Reproduce the listing below, replacing every "one per line" with "one on each line" and keeping everything else the same.

### SUPPLIED INFORMATION
* START *

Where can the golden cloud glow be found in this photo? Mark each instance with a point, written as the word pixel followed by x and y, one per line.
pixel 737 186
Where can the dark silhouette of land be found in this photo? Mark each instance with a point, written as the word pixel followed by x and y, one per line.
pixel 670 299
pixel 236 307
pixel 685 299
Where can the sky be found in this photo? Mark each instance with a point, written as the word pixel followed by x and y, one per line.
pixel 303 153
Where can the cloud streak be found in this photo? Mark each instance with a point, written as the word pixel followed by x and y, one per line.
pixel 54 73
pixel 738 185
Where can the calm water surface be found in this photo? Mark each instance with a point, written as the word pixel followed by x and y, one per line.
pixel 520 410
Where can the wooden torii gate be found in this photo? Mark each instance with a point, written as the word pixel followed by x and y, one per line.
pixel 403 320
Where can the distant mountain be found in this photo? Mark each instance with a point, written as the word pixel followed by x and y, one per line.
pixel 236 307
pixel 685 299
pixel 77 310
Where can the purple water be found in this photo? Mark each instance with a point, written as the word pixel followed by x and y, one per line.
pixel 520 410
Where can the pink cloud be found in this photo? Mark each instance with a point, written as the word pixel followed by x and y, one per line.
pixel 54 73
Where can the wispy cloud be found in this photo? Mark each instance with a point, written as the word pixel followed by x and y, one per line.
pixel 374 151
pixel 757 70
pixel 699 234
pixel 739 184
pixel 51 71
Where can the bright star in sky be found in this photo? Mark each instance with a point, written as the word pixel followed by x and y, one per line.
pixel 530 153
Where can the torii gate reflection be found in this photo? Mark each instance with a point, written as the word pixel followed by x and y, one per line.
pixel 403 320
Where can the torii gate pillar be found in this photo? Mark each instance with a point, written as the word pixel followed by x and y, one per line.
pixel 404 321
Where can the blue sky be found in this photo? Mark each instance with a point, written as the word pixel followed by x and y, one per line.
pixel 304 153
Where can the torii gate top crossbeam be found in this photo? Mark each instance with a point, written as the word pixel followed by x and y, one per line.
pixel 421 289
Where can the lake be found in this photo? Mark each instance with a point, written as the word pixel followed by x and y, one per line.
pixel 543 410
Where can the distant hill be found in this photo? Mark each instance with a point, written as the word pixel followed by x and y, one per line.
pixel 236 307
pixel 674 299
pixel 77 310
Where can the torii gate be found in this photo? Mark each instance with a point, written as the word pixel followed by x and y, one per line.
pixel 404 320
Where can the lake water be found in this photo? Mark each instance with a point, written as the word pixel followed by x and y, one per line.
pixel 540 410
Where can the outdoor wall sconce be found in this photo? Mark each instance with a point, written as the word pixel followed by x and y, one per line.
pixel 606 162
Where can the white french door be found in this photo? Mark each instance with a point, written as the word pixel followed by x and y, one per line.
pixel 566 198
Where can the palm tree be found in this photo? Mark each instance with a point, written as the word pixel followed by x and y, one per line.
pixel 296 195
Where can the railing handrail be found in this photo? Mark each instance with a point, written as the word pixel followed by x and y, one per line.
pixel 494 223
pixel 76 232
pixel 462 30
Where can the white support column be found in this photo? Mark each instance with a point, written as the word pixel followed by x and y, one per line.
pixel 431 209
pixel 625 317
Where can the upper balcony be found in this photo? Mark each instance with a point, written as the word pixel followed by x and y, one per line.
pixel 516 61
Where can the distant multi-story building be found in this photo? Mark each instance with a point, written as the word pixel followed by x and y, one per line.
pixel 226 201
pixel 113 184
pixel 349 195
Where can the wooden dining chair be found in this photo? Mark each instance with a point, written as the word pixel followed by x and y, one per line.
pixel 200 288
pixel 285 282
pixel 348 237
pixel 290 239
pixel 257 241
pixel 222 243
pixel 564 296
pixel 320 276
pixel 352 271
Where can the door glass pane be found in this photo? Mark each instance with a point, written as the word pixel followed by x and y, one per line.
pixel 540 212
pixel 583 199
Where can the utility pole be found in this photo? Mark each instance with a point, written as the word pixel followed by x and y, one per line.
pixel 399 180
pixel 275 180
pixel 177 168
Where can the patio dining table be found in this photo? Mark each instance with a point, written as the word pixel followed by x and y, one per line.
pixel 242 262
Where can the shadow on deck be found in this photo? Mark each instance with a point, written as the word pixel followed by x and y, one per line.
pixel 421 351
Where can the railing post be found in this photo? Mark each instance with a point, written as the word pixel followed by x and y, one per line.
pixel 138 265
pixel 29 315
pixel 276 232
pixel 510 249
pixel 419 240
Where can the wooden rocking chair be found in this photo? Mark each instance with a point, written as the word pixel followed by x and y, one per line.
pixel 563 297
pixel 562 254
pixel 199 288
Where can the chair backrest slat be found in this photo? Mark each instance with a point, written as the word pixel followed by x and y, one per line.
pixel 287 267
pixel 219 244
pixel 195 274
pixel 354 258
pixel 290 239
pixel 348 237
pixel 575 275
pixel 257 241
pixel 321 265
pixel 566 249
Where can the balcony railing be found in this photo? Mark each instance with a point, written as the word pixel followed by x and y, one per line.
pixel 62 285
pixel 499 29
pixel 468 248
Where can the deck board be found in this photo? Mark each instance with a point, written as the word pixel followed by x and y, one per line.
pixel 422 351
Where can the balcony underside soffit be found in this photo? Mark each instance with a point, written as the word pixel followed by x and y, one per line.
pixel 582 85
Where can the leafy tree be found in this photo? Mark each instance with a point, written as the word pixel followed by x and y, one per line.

* END *

### RESULT OF THE EXERCISE
Where can the golden cloud glow be found in this photo? Mark each instance with a point, written as the word pixel followed by x and y, one on each line.
pixel 737 186
Where can the dark silhouette of land be found in this photo? Mark each instance with a point, written as the word pixel followed by x and y, one on each line.
pixel 670 299
pixel 236 307
pixel 685 299
Where can the sky be found in this photo? Mark each instance with a point, written as the word pixel followed by x and y, one on each line.
pixel 303 153
Where can the cloud streak be found in this photo? Mark each instance with a point, written as the word pixel followed by x and y, one on each line.
pixel 54 73
pixel 738 185
Where can the calm water surface be found in this photo? Mark each instance with a point, written as the word pixel followed by x and y, one on each line.
pixel 520 410
Where can the wooden torii gate be found in this photo? Mark each instance with a point, written as the word pixel followed by x and y, one on each line.
pixel 403 320
Where can the distant mountain be found in this photo? Mark each instance with a point, written as the word pixel followed by x and y, one on each line.
pixel 236 307
pixel 685 299
pixel 77 310
Where can the purple water be found in this photo? Mark each instance with a point, written as the word pixel followed by x and y, one on each line.
pixel 520 410
Where can the pink cloud be found in this photo? Mark each instance with a point, written as the word pixel followed by x and y, one on each line.
pixel 54 73
Where can the wispy cloud be found in this photo? Mark each instance with a point, written as the word pixel followed by x and y, one on each line.
pixel 374 151
pixel 757 70
pixel 699 234
pixel 739 184
pixel 51 71
Where can the bright star in sky be found in this photo? Mark each instance with a point, written as the word pixel followed by x and y, one on each line.
pixel 530 153
Where can the torii gate reflection be found in this photo? Mark each instance with a point, written as the word pixel followed by x and y, one on each line.
pixel 403 320
Where can the torii gate pillar be found in this photo? Mark each instance with a point, written as the word pixel followed by x and y, one on each line.
pixel 404 321
Where can the blue sky be found in this photo? Mark each instance with a point, written as the word pixel followed by x and y, one on each line.
pixel 304 153
Where can the torii gate top crossbeam be found in this photo? Mark each instance with a point, written as the word pixel followed by x and y, one on each line.
pixel 421 289
Where can the lake be found in this photo? Mark each instance with a point, written as the word pixel followed by x and y, one on each line.
pixel 543 410
Where can the distant hill be found in this photo? Mark each instance with a point, written as the word pixel followed by x and y, one on each line.
pixel 236 307
pixel 674 299
pixel 77 310
Where can the torii gate be found in this photo? Mark each instance with a point, written as the word pixel followed by x and y, one on each line.
pixel 404 320
Where can the lake water be found in this photo? Mark each instance with a point, written as the word pixel followed by x and y, one on each line.
pixel 540 410
Where can the outdoor wall sconce be found in this photo? Mark each instance with a point, written as the word pixel followed by x and y, one on each line.
pixel 606 162
Where can the white french door be found in this photo? Mark each instance with a point, written as the word pixel followed by x and y, one on each line.
pixel 566 198
Where can the palm tree be found in this photo? Mark each instance with a point, written as the word pixel followed by x and y, one on each line.
pixel 296 195
Where can the railing handrail be found in this photo? Mark each instance with a point, written as the word pixel followed by x and y, one on each line.
pixel 494 223
pixel 76 232
pixel 462 30
Where can the white support column be found in this photo? Mark each instance with a point, written as the word pixel followed by x and y, one on each line.
pixel 431 209
pixel 625 317
Where can the upper balcony be found in this photo? Mark each instance with a point, written as the word pixel followed by x and y, one on each line.
pixel 516 61
Where can the distant multi-story building be found in this photo? Mark each instance with a point, written as the word pixel followed by x and y, one on each line.
pixel 226 201
pixel 113 184
pixel 349 195
Where can the wooden dining chair be found in this photo? Mark each instance with a point, written as the word pixel followed by x and y, one on each line.
pixel 200 288
pixel 285 282
pixel 348 237
pixel 290 239
pixel 257 241
pixel 222 243
pixel 564 296
pixel 320 276
pixel 352 271
Where can the door glass pane be found in this photo? Mark each instance with a point, written as the word pixel followed by x and y, one on each line.
pixel 540 212
pixel 583 199
Where can the utility pole be found in this photo? Mark each instance with a point, written as the word pixel followed by x and y, one on each line.
pixel 399 180
pixel 275 180
pixel 177 168
Where can the patio dining table be found in this photo? Mark each instance with a point, written as the word pixel followed by x and y, one on each line.
pixel 242 262
Where can the shadow on deck be found in this photo? Mark each instance with a point, written as the word pixel followed by x and y, one on each line.
pixel 421 351
Where can the railing post be found in this photo? Mark each instance with a point, written as the word pixel followed by x and y, one on each line.
pixel 138 265
pixel 29 315
pixel 276 232
pixel 510 249
pixel 419 240
Where can the wooden rocking chair be found in this photo? Mark each instance with a point, written as the word pixel followed by x and y, one on each line.
pixel 563 297
pixel 562 254
pixel 199 288
Where can the chair backrest slat be found in this photo? Mark each instance with a point, written as the word pixel followed by x and y, one on each line.
pixel 287 267
pixel 219 244
pixel 195 274
pixel 354 258
pixel 290 239
pixel 348 237
pixel 575 275
pixel 257 241
pixel 321 265
pixel 566 249
Where can the balcony railing be found in this photo? Mark each instance with a point, written as the word pixel followed by x and y, one on each line.
pixel 62 285
pixel 499 29
pixel 468 248
Where can the deck board be found in this photo? Mark each instance with a point, written as the word pixel followed by x and y, one on each line.
pixel 422 351
Where can the balcony underside soffit be found in this photo? Mark each instance with a point, written as the word pixel followed by x and y, one on each line.
pixel 582 85
Where can the leafy tree be found in this photo? Mark each instance with a point, written as the word pixel followed by x and y, one on each line.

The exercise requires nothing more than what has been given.